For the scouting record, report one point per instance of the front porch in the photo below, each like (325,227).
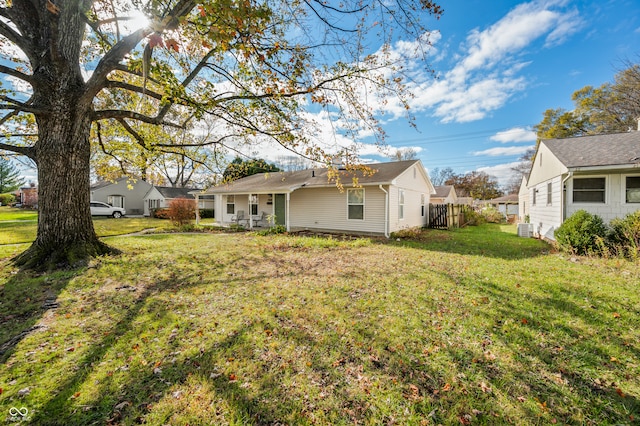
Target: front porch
(256,210)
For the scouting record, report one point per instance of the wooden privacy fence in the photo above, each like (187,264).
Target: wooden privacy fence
(445,216)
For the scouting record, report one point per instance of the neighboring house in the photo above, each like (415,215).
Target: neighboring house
(507,205)
(28,196)
(125,192)
(160,197)
(445,194)
(396,196)
(599,174)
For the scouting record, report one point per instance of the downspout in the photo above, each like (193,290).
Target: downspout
(197,209)
(286,211)
(386,211)
(563,205)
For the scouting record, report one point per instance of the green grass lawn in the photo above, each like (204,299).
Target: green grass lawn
(24,231)
(10,213)
(474,326)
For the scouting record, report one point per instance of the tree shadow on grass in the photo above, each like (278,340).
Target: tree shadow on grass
(486,240)
(26,297)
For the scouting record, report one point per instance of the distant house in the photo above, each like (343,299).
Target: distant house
(445,194)
(125,192)
(160,197)
(396,196)
(523,202)
(507,205)
(599,174)
(28,196)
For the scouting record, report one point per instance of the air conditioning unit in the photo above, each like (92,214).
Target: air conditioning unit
(525,230)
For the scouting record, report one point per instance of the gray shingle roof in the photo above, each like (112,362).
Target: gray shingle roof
(442,190)
(169,192)
(290,181)
(600,150)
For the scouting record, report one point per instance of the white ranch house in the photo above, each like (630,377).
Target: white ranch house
(599,174)
(124,192)
(396,196)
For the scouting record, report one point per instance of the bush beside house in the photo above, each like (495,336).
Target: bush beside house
(584,233)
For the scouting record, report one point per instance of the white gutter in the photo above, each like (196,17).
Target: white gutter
(563,205)
(386,211)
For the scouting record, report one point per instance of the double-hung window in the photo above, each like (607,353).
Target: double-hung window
(589,190)
(231,204)
(355,203)
(632,189)
(254,204)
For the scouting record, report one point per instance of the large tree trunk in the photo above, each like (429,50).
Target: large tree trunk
(65,229)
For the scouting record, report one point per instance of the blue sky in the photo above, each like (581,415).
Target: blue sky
(500,65)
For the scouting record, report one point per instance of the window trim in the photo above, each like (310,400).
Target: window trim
(604,190)
(624,189)
(255,204)
(232,204)
(349,204)
(534,197)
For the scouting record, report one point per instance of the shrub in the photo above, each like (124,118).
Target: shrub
(492,215)
(181,211)
(624,238)
(206,213)
(160,213)
(473,218)
(274,230)
(581,233)
(7,199)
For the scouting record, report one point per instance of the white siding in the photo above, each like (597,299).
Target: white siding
(414,184)
(326,209)
(545,166)
(153,194)
(242,203)
(524,202)
(132,190)
(546,218)
(614,206)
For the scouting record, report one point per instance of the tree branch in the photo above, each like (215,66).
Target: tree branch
(112,84)
(15,73)
(120,114)
(24,150)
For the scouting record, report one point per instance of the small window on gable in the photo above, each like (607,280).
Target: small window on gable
(355,204)
(589,190)
(632,189)
(231,206)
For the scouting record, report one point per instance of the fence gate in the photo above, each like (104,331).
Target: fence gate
(445,216)
(438,216)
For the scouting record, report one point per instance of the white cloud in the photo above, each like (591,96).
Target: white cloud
(500,151)
(516,134)
(502,172)
(487,71)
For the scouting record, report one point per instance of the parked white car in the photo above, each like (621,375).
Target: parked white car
(103,209)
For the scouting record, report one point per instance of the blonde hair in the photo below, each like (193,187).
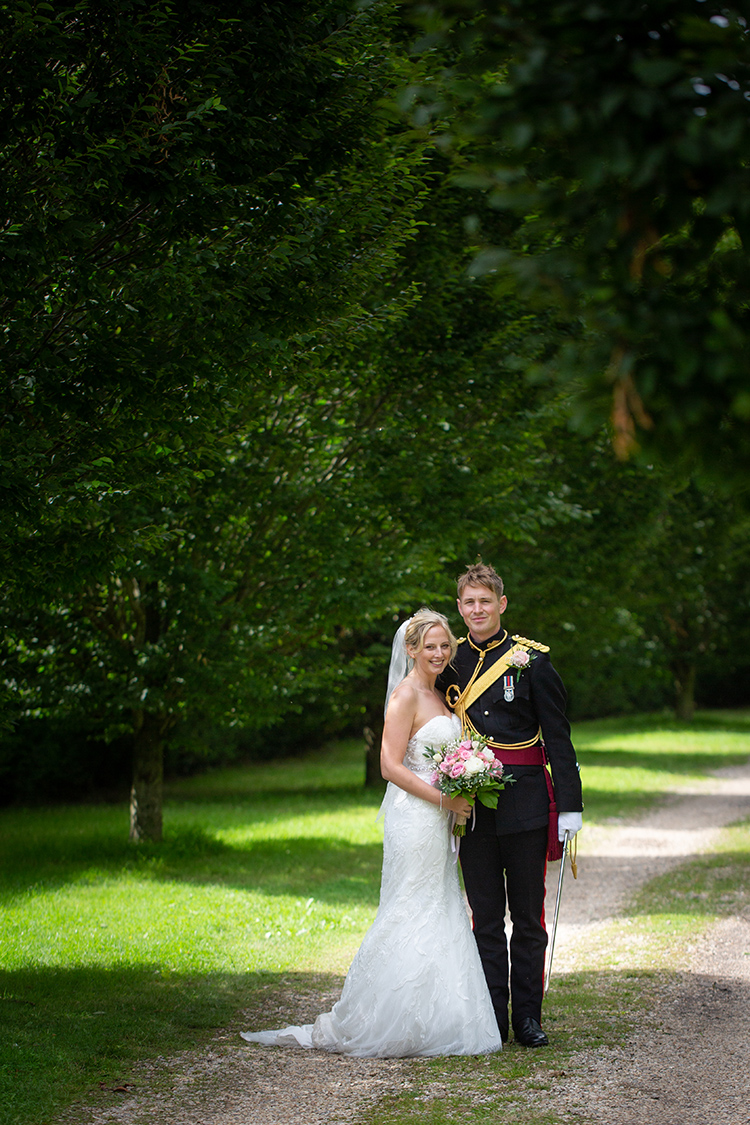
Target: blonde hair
(480,574)
(421,624)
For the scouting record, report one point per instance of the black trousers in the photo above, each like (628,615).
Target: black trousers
(499,870)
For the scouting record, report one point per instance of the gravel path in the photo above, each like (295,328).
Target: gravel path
(690,1064)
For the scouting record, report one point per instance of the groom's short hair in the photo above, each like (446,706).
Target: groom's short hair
(480,574)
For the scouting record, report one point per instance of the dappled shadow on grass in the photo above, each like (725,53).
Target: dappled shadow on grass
(251,783)
(66,1031)
(661,761)
(327,867)
(734,722)
(602,804)
(713,885)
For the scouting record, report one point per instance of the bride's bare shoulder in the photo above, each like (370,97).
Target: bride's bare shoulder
(403,703)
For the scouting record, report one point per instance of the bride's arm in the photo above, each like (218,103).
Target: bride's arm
(396,734)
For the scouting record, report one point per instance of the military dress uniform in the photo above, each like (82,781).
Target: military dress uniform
(504,855)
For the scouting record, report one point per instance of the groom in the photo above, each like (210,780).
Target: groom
(518,707)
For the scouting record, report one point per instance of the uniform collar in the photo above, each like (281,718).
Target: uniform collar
(490,642)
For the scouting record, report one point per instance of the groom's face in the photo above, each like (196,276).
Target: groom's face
(481,610)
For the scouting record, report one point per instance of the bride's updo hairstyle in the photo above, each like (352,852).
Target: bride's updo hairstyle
(421,624)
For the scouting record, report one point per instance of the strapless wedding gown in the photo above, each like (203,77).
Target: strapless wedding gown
(416,984)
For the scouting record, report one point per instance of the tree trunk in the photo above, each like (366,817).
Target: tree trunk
(147,779)
(684,690)
(372,739)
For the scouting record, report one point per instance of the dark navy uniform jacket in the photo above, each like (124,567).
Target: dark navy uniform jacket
(539,702)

Exercise:
Return the lines of the records that include the string "below".

Response to the task:
For the scouting record, report one point per instance of the front porch in the photo below, each like (325,227).
For the scouting record, report one point per instance of the blonde hair in the photo below, each like (193,187).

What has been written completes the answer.